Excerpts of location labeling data
════════════════

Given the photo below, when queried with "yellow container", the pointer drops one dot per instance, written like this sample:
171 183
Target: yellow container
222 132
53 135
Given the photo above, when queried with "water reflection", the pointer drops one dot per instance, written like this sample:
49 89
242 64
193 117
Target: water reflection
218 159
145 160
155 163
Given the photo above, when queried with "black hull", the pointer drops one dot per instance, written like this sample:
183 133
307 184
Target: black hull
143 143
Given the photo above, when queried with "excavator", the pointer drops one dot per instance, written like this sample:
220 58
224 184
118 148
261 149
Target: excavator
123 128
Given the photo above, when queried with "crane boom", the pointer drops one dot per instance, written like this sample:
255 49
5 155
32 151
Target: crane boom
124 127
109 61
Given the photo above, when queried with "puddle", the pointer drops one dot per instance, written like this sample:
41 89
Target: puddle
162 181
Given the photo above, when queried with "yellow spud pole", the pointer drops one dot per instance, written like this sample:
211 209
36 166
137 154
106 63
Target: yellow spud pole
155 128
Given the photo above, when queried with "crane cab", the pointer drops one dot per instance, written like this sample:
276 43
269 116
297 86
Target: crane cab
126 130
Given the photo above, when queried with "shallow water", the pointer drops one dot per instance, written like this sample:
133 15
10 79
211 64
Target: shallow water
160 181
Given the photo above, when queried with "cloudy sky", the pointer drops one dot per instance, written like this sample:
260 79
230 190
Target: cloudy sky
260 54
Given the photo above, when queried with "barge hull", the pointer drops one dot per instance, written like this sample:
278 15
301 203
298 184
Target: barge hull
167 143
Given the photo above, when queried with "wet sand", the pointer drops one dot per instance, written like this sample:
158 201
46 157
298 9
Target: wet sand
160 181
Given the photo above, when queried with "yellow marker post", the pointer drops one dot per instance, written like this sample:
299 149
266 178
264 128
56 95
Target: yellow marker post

════════════════

■ Goal of the exercise ■
Extract the listing in its entirety, matching it exactly.

■ Response ■
Given the photo below, when queried with "yellow container", the pointer drops one dot per instance, written like this sample:
171 183
Target: yellow container
222 132
53 135
Given the photo above, when queried with "water reflection", the pointer drops one dot per instance, written like this sample:
49 89
242 64
193 117
Target: water reflection
218 159
145 160
155 163
Given the photo above, when queried with "black hull", the pointer drops one dot per instance, written like this sample:
183 133
307 184
Target: black hull
143 143
Given the photo above, when queried with "excavator", the pointer drops one dot per instance, written like this sample:
220 58
224 184
118 148
261 149
Target: excavator
123 128
Given the photo above, when queried with "crane boom", the pointer drops one dot per instance, written like this sample:
255 49
5 155
32 151
Target: crane boom
124 127
109 61
Given the photo above, when queried with "puddle", the pointer drops one dot per instance, written like this sample:
41 89
Target: puddle
162 181
Given the photo above, when queried with "yellow spud pole", the pointer drops one dot per instance, written like this sample:
211 209
36 166
137 154
106 63
Target: yellow spud pole
155 128
Given the photo above, when queried with "crane cab", the pointer drops one dot per instance, written like this sample:
276 43
269 116
297 86
Target: crane cab
126 130
Given the photo above, when queried with "shallow water", the pointer drops one dot per instance, written like this sample:
133 15
10 79
211 64
Target: shallow water
160 181
Given the photo above, when queried with "cloudy sky", the pointer drops one dot per instance, written like this sample:
260 79
230 190
Target: cloudy sky
260 54
Given the photo above, when queried with "barge hull", the pointer drops one dot per instance, written like this sample:
278 15
301 203
298 184
Target: barge hull
167 143
Given the photo above, when queried with "wet sand", the pointer drops one dot per instance, written like this sample:
158 201
46 157
298 9
Target: wet sand
160 181
Given the photo above, when queried with "yellow marker post", the pointer drops one dot per instance, written like this sample:
299 149
266 178
264 128
56 95
Target: yellow marker post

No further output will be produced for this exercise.